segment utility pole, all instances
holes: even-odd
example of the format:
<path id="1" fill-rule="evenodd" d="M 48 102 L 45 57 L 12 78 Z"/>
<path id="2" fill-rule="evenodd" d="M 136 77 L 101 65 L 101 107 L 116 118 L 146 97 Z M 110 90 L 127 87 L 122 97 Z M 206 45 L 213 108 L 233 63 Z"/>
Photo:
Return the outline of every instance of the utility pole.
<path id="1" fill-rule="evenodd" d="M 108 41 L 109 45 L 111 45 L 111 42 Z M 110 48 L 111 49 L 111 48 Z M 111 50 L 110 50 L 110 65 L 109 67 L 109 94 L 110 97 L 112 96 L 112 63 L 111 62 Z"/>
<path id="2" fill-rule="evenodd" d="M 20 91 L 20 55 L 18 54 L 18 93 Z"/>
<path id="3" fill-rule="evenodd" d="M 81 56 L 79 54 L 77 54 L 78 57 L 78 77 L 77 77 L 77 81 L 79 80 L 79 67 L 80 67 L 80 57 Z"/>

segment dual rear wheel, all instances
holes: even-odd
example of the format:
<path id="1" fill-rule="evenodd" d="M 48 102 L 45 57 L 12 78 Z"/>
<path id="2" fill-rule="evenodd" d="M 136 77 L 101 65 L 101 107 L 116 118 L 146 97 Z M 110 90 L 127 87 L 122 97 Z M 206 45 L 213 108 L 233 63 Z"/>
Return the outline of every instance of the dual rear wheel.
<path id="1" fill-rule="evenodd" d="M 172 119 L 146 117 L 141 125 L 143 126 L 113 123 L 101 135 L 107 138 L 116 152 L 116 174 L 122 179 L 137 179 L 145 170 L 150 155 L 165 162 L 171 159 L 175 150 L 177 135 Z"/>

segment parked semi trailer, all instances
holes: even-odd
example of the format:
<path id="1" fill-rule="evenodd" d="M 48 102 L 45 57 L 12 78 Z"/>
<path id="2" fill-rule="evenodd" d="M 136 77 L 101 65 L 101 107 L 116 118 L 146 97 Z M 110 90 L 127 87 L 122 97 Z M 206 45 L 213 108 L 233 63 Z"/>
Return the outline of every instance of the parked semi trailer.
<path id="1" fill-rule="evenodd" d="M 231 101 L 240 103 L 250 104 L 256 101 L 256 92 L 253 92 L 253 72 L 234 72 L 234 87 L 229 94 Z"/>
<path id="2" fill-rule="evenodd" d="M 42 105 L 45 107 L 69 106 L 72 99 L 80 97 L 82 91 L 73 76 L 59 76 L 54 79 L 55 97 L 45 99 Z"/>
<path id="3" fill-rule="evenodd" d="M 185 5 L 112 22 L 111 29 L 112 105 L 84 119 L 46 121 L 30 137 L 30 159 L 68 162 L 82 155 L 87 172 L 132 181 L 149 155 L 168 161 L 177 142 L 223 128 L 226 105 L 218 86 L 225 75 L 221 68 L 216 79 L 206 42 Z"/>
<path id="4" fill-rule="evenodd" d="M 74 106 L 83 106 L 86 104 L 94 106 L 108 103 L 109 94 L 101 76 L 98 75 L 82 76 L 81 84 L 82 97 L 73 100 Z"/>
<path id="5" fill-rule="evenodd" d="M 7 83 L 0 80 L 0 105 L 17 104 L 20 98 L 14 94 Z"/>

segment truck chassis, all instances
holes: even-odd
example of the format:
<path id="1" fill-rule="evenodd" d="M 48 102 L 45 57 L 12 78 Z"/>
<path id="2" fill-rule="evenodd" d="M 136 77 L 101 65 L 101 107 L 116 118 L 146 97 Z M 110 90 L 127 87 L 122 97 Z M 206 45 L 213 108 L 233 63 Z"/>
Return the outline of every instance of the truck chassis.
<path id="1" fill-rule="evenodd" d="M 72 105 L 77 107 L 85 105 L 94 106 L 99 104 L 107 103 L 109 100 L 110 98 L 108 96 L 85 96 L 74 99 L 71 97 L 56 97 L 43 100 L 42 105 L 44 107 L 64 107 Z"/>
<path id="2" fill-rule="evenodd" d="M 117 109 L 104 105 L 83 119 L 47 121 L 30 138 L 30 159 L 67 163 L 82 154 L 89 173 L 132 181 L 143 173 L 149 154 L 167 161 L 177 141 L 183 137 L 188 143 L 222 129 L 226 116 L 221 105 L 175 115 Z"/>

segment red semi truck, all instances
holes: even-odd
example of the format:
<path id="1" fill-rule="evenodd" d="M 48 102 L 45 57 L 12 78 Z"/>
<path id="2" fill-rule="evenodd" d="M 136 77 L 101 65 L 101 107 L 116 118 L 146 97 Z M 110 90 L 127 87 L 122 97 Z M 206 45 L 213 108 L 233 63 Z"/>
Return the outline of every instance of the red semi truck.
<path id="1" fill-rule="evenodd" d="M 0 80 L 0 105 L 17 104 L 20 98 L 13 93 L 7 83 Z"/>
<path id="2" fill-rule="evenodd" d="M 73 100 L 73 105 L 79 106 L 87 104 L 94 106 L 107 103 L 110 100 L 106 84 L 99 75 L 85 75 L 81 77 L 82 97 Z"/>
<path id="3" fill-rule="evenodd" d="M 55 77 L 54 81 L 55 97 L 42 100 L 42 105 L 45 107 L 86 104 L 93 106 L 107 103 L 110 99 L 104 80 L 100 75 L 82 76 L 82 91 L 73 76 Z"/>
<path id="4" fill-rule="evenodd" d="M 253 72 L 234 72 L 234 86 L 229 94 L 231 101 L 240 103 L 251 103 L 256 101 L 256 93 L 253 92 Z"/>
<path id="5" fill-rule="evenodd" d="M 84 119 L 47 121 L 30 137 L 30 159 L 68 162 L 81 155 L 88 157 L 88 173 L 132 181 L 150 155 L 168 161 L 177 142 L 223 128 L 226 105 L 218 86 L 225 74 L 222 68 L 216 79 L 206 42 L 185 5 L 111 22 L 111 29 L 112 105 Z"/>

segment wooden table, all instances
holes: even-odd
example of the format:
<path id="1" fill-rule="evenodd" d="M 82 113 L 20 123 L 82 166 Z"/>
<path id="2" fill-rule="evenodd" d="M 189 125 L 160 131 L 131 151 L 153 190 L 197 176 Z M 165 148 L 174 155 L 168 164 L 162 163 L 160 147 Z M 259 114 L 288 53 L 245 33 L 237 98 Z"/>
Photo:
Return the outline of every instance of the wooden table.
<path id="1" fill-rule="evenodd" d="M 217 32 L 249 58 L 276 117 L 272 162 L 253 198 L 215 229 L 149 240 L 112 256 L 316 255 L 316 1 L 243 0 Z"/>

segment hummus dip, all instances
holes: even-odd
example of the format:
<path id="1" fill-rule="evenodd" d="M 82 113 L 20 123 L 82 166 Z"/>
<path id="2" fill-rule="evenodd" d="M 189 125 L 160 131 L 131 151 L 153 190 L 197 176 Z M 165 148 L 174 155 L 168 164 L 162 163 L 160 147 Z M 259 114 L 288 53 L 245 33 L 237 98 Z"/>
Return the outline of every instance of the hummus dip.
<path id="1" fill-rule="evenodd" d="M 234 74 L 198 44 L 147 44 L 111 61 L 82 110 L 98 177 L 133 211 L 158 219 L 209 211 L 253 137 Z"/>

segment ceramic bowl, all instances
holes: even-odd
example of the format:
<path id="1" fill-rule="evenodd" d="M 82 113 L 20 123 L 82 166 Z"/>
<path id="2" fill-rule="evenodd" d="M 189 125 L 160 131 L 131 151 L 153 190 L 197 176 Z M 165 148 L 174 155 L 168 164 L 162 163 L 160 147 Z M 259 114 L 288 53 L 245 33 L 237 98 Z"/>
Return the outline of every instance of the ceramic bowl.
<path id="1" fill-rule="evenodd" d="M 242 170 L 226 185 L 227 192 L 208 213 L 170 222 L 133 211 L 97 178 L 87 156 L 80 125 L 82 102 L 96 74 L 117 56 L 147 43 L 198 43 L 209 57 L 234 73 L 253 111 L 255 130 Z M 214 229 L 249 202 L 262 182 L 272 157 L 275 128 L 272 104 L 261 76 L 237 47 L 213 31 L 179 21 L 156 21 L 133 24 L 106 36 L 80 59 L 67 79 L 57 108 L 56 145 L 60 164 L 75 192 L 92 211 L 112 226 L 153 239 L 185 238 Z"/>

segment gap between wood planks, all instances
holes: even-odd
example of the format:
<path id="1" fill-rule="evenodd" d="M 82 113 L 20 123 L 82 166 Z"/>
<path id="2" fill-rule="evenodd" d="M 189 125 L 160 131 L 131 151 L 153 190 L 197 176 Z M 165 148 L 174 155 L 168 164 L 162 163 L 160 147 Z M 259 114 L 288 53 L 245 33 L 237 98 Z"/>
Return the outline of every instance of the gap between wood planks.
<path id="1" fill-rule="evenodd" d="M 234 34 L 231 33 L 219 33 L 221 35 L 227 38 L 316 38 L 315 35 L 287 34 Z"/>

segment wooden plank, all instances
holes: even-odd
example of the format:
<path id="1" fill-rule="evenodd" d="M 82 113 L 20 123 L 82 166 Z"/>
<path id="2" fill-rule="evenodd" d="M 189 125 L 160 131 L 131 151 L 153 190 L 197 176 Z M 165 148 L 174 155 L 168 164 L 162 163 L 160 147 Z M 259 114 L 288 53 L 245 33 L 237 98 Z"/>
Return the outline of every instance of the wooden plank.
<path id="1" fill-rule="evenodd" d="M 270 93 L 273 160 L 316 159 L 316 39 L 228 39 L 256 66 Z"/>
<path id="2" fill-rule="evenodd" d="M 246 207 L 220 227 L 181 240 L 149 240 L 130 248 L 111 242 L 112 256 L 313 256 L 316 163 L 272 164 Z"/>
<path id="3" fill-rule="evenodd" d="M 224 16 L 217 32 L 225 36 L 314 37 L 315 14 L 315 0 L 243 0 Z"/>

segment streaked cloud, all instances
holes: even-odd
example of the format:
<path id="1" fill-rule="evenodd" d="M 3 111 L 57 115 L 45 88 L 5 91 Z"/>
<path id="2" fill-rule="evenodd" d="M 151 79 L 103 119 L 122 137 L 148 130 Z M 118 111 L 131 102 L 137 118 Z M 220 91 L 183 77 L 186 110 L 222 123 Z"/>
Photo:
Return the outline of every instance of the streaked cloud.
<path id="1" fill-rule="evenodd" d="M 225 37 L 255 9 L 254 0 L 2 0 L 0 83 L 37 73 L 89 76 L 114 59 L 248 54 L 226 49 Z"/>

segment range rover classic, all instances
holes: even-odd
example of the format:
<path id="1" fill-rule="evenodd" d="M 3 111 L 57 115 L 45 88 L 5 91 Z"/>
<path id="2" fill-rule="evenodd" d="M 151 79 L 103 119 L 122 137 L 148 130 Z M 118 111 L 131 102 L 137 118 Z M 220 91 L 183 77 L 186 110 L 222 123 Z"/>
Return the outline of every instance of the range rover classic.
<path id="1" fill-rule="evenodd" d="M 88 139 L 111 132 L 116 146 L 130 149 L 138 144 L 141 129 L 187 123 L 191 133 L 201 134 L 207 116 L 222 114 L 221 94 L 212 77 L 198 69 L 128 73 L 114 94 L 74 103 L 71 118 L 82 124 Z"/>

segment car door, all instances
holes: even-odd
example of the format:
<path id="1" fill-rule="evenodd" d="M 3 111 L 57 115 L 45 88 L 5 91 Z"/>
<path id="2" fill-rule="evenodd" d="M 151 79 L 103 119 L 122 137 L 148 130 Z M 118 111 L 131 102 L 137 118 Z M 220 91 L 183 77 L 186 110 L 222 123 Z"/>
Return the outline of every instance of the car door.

## WORK REQUIRED
Set out exactly the run of lines that begins at the line holding "segment car door, all instances" and ends at the last line of the data.

## SOLUTION FOR THIS PROBLEM
segment car door, all instances
holes: even-odd
example of the format:
<path id="1" fill-rule="evenodd" d="M 3 111 L 57 115 L 45 88 L 5 91 Z"/>
<path id="2" fill-rule="evenodd" d="M 151 79 L 103 119 L 122 137 L 148 130 Z M 118 111 L 131 102 L 137 118 Z M 220 91 L 183 77 L 186 110 L 222 123 Z"/>
Return the outline of every instance of the car door.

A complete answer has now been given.